- [MATERIAL SUPPLIED]
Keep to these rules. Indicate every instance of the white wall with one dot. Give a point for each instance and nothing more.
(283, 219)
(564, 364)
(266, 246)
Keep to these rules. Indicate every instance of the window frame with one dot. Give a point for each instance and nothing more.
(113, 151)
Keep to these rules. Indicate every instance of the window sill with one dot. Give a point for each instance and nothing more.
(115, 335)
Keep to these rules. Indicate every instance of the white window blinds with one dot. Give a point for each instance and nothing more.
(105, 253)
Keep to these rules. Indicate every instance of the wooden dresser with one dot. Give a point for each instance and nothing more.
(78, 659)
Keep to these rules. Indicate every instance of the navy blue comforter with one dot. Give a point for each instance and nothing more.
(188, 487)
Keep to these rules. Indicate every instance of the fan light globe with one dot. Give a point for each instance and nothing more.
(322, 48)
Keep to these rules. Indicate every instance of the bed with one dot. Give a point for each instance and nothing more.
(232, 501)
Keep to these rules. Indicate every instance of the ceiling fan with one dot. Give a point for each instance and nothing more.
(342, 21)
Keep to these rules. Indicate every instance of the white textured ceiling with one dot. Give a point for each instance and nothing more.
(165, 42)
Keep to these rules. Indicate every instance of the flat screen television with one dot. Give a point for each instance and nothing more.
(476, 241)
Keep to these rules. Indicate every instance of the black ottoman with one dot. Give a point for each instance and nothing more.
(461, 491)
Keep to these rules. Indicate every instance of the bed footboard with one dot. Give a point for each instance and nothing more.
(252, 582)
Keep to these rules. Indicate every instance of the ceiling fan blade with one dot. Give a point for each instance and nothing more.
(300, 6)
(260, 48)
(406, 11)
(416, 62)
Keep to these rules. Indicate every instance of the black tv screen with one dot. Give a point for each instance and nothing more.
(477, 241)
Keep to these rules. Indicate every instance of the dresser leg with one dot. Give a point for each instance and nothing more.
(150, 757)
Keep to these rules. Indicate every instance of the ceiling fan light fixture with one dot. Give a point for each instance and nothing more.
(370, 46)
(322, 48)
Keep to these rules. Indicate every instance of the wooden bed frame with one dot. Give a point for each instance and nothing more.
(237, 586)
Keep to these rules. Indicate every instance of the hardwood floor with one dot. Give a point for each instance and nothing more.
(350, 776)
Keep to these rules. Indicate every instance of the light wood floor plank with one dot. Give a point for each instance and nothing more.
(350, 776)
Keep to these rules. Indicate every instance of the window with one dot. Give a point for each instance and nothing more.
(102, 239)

- [WHAT THIS TASK INVOLVES]
Please repeat every record above word for word.

- [EXERCISE RESPONSE]
Keep to these rules. Indicate every instance of the white wall with one dot. Give a point for each instance and nothing more.
(283, 219)
(564, 364)
(266, 246)
Keep to these rules. Indicate every instance of the window frame with one dot. Give a point for each instance and nothing more.
(113, 151)
Keep to these rules. Indicate every instance of the window sill with one dot. Give a point for each instance and nothing more.
(115, 335)
Keep to these rules. Indicate every instance of the white window blinds with one dot. Give a point for each instance and nothing more.
(105, 253)
Keep to these rules. Indicate every instance of the wooden dresser with one dot. Give a point for each instance and nothing more.
(78, 659)
Keep to these rules. Indicate every instance of the navy blue comforter with one dot. Give a point for each instance and nothing more.
(188, 487)
Keep to these rules. Indicate every instance of the fan light globe with one dot. Give a point for each instance and nothing more.
(322, 48)
Keep to these rules. Indicate every instance of the bed with one dot. Give a point for each instance and nothing more.
(232, 501)
Keep to these rules. Indicate every instance of the ceiling fan with one dot. Give a point for each instance and nothing more.
(342, 21)
Keep to these rules. Indicate every instance of the white textured ceiling with one dot. Give a point for each instance and nothing more.
(165, 42)
Keep to these rules. Indicate every instance of the flat screen television with one dot. Give a point for each instance and nothing more.
(476, 241)
Keep to these rules. Indicate every instance of the black ottoman with one dot. Give a point for each instance and nothing more.
(461, 491)
Keep to these rules. Indicate every instance of the bed footboard with one dot. Give a point for each instance and nothing more.
(252, 582)
Keep to these rules. Indicate every instance of the ceiling fan blade with one dot. Give a point for each instance and nothing more.
(300, 6)
(260, 48)
(406, 11)
(416, 62)
Keep to these rules. Indicate every instance of the black tv screen with one dot. Give a point for each instance and nothing more.
(477, 241)
Keep to these rules. Indicate every instance of the dresser leg with one dot. Give a point for each instance and nothing more.
(150, 757)
Keep to these rules. Indicate every instance of the ceiling fan light fixture with one dot. Give a point for each instance and nothing more.
(370, 46)
(322, 48)
Keep to these rules. Indicate every instance of the wooden bed frame with one dot. Give a point for each instance and nothing more.
(237, 586)
Keep to these rules. Indicate every instance of the hardwood floor with one dot. Give a point for each instance and nothing more.
(350, 776)
Keep to these rules. Indicate every instance of the light wood floor plank with one dot. Give a point for each instance and nothing more.
(350, 776)
Keep to these rules. Indicate every instance of the window with one dot. Give a point for each instance and nothing more.
(102, 239)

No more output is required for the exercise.